- _Task set_
A. List every legal authority (statute, rule of procedure, or court case) cited in the court opinion excerpt.
B. Carry the court opinion excerpt forward from its final line, keeping its legal style.

- _Document extract_
....................

Upon consideration of the motions and the governing complaint, the court will deny
the motions and exercise its inherent power to dismiss Plaintiff’s shotgun complaint
with leave to file a second amended complaint.
I. JURISDICTION AND VENUE
Subject-matter jurisdiction is proper under 28 U.S.C. § 1332, and the parties
do not contest personal jurisdiction. Venue is proper under 28 U.S.C. § 1441(a).
II. STANDARD OF REVIEW
When evaluating a motion to dismiss pursuant to Federal Rule of Civil
Procedure 12(b)(6), the court must take the facts alleged in the complaint as true and
construe them in the light most favorable to the plaintiff. Resnick v. AvMed, Inc.,
693 F.3d 1317, 1321–22 (11th Cir. 2012). To survive Rule 12(b)(6) scrutiny, “a
complaint must contain sufficient factual matter, accepted as true, to ‘state a claim
to relief that is plausible on its face.’” Ashcroft v. Iqbal, 556 U.S. 662, 678 (2009)

....................

- _Supplied data_
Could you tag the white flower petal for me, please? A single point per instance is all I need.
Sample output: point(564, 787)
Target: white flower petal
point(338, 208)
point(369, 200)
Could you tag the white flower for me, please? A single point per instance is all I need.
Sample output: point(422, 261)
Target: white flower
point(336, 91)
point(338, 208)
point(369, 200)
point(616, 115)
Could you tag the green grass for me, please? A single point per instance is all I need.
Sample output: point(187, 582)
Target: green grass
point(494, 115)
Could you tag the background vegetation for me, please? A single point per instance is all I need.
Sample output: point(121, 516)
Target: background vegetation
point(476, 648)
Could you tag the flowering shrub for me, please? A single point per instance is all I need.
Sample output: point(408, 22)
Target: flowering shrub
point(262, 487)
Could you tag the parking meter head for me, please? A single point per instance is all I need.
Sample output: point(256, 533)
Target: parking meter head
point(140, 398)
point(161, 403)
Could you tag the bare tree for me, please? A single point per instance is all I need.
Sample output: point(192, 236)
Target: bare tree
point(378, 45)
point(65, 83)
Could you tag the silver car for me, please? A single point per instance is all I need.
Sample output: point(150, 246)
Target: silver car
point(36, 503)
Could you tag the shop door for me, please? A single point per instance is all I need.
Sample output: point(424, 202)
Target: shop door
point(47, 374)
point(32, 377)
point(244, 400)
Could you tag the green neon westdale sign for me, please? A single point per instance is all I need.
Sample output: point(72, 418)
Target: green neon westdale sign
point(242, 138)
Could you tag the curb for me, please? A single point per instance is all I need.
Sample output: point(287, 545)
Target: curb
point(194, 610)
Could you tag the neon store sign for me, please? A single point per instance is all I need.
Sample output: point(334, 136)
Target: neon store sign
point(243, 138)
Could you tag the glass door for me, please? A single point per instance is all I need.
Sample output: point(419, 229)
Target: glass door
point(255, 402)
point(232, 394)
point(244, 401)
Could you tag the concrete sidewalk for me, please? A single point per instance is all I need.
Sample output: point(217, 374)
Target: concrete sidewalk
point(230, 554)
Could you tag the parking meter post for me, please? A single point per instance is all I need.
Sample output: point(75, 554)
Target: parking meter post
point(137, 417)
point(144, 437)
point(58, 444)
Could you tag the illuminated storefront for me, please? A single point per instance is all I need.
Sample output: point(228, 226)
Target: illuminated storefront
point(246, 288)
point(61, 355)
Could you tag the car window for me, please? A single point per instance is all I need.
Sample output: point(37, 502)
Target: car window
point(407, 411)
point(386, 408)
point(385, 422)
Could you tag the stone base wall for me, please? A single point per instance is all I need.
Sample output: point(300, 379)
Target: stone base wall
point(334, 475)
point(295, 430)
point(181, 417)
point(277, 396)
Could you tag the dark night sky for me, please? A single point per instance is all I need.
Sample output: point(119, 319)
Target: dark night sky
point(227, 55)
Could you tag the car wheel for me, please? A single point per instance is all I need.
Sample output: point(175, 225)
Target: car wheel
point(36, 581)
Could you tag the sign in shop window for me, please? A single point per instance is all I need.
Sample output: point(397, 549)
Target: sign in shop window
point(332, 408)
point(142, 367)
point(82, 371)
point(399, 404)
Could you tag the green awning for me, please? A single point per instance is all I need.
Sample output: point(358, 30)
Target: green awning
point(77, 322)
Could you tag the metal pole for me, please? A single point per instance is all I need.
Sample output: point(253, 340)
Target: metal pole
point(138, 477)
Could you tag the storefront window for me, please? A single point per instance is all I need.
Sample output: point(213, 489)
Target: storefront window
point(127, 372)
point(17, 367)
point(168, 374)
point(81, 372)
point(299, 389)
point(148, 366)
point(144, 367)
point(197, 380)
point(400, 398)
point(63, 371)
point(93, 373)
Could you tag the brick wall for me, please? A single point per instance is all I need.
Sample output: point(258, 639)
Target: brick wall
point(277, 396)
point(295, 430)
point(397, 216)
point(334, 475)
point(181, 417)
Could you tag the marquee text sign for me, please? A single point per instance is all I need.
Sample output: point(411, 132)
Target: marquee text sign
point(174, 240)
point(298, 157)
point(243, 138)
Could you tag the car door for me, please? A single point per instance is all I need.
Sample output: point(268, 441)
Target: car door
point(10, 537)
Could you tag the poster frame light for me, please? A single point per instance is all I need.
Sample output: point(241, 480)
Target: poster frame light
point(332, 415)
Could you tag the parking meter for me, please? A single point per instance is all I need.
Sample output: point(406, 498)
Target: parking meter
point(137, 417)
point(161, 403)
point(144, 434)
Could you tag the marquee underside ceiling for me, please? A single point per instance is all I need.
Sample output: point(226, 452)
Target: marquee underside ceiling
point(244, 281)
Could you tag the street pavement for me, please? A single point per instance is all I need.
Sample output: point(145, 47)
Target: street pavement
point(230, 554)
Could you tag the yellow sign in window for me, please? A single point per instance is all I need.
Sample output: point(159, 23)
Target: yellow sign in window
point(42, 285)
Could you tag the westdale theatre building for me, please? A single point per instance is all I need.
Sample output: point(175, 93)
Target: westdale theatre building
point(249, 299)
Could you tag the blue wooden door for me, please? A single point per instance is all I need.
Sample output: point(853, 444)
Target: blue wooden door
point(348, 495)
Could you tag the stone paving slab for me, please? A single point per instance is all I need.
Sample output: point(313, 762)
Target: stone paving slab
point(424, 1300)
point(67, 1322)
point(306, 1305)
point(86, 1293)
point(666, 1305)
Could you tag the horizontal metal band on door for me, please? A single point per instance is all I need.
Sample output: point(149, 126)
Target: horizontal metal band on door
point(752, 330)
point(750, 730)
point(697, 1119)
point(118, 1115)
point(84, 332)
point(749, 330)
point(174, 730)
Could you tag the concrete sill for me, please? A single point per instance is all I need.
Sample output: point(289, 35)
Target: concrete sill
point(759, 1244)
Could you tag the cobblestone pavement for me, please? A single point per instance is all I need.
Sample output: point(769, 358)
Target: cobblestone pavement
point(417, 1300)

....................

- _Exercise responses_
A.
28 U.S.C. § 1332
28 U.S.C. § 1441(a)
Federal Rule of Civil Procedure 12(b)(6)
Resnick v. AvMed, Inc., 693 F.3d 1317 (11th Cir. 2012)
Ashcroft v. Iqbal, 556 U.S. 662 (2009)

B.
(quoting Bell Atl. Corp. v. Twombly, 550 U.S. 544, 570 (2007)).
“[F]acial
plausibility” exists “when the plaintiff pleads factual content that allows the court to
draw the reasonable inference that the defendant is liable for the misconduct
alleged.” Id. (citing Twombly, 550 U.S. at 556).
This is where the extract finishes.